** begin **
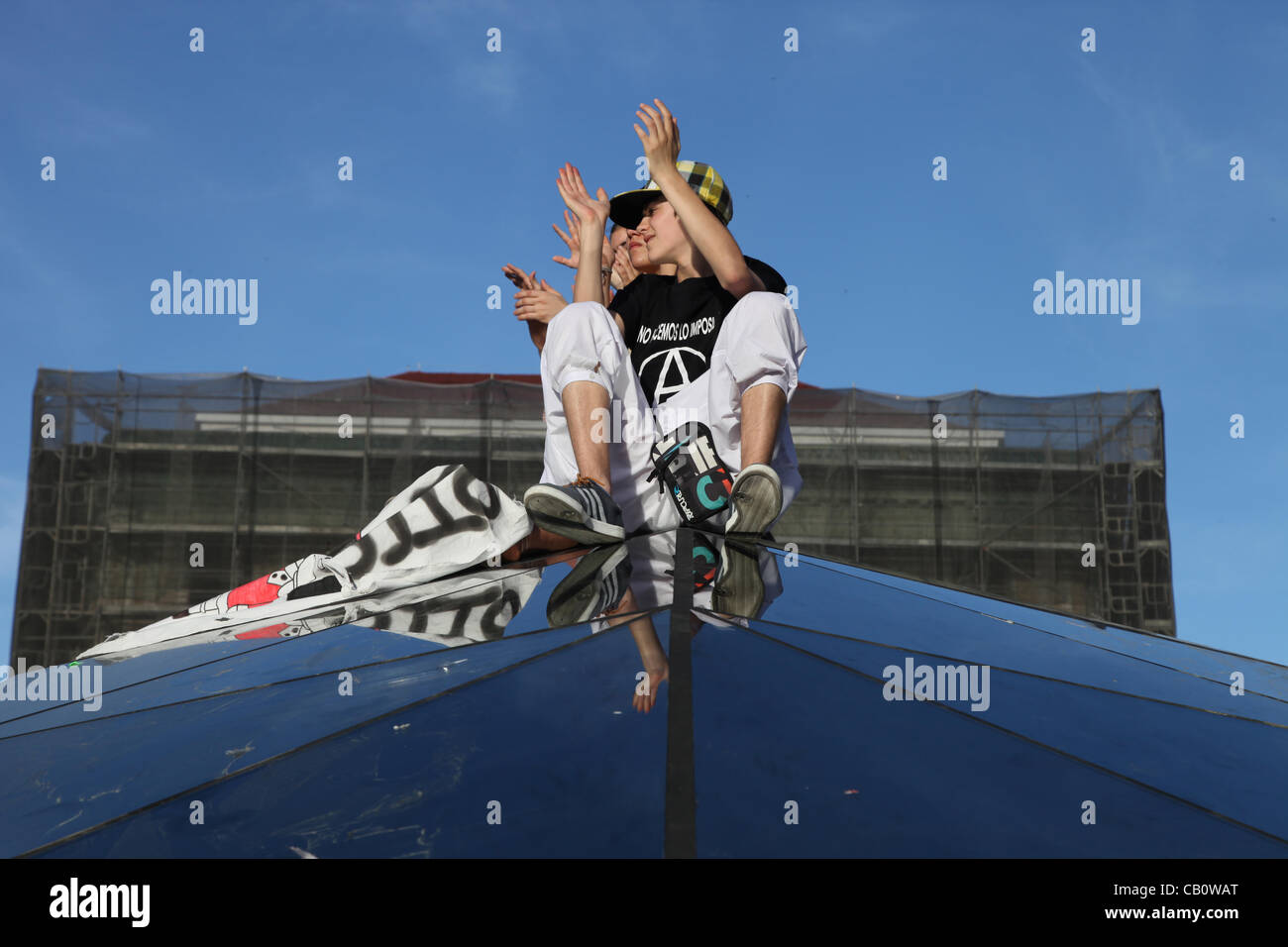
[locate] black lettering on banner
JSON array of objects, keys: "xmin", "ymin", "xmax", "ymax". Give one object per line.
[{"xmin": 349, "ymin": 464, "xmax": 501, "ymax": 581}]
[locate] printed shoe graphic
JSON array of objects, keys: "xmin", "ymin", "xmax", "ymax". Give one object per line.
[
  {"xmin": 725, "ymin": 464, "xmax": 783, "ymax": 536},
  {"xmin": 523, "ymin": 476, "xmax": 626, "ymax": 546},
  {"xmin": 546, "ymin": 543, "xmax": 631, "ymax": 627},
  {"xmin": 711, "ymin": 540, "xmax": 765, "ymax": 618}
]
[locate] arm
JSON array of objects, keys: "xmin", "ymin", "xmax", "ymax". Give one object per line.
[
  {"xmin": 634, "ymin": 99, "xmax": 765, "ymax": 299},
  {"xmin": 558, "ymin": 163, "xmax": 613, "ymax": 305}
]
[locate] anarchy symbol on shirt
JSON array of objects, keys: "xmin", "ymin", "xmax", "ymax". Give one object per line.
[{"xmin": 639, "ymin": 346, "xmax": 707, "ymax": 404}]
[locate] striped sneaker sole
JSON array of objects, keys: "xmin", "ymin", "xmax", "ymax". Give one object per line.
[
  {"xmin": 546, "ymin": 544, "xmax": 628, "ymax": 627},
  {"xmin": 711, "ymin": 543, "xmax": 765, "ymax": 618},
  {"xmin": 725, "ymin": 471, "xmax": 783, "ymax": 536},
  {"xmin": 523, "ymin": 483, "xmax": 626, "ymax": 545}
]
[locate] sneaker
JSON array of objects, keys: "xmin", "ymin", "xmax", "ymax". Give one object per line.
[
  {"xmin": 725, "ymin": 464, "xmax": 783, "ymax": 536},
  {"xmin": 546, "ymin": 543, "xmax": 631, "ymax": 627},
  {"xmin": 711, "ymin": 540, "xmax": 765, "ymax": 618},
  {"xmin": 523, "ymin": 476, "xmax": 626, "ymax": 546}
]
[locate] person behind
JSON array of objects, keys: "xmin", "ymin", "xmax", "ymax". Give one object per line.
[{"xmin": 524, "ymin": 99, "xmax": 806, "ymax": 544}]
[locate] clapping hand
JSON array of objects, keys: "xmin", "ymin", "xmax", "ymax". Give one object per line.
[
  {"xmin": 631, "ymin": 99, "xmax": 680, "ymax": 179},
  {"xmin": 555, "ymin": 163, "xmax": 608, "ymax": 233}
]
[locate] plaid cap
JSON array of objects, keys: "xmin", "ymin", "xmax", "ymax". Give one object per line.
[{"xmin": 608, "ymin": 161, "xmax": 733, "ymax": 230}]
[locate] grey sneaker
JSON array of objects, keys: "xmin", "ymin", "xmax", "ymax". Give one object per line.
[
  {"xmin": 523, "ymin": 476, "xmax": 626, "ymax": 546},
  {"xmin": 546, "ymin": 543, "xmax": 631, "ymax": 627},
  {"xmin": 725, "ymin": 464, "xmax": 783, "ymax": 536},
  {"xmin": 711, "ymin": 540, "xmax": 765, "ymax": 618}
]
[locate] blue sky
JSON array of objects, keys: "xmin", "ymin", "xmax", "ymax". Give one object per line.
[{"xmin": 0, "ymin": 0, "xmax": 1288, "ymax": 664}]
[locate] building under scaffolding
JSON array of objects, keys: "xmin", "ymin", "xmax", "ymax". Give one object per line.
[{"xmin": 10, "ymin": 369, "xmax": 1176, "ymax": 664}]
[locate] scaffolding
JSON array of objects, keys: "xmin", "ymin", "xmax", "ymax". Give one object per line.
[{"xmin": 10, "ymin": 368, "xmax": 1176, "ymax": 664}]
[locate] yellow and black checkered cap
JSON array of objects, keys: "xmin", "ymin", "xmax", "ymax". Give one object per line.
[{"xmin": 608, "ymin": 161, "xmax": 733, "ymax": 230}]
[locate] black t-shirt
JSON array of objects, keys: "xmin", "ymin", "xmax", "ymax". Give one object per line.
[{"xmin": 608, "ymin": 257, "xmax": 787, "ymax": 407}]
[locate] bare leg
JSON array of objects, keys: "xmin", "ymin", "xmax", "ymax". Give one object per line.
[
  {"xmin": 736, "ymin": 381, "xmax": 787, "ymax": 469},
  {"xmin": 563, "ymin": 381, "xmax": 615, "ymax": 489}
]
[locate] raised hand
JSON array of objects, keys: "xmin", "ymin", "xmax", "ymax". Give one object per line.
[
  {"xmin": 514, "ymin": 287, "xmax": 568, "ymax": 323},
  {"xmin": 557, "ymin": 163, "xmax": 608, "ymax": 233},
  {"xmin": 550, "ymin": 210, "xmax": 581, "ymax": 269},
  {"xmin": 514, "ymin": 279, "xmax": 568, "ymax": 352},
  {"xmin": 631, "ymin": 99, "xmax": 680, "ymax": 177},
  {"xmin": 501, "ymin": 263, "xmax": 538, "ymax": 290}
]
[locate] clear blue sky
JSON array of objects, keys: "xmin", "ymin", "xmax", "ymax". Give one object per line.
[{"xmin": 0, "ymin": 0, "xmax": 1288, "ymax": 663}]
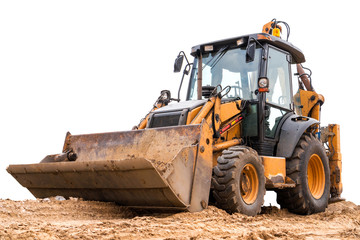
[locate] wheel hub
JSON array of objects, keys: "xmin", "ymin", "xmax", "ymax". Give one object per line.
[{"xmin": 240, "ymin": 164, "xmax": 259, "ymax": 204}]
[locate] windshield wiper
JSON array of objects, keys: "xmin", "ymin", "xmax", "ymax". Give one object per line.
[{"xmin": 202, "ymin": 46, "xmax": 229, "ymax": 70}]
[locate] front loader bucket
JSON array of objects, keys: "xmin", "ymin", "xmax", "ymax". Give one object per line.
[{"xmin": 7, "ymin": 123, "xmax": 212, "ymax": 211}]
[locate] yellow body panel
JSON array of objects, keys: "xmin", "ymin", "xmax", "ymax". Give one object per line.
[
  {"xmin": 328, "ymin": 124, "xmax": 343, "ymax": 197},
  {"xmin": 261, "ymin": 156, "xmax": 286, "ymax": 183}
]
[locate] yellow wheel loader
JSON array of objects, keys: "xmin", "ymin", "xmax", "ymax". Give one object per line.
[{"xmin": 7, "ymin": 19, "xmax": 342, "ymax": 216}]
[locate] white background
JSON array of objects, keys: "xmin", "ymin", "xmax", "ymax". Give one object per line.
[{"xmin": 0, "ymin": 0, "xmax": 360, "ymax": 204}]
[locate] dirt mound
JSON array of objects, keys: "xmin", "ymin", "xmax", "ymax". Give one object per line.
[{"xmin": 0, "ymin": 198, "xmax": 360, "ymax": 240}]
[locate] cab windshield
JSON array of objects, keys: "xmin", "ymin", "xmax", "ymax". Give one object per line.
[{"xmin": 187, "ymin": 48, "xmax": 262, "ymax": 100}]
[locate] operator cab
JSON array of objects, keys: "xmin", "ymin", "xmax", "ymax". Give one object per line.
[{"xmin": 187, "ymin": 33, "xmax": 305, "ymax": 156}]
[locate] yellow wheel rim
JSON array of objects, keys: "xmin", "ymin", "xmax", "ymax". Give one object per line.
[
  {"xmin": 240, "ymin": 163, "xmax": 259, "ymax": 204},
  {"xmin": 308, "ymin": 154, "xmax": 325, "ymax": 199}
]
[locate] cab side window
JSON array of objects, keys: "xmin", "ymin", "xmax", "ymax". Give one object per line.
** end **
* [What to work on]: List every line in the rows above that contains the word "hand".

* [Complete output]:
[locate] clapping hand
[locate] raised hand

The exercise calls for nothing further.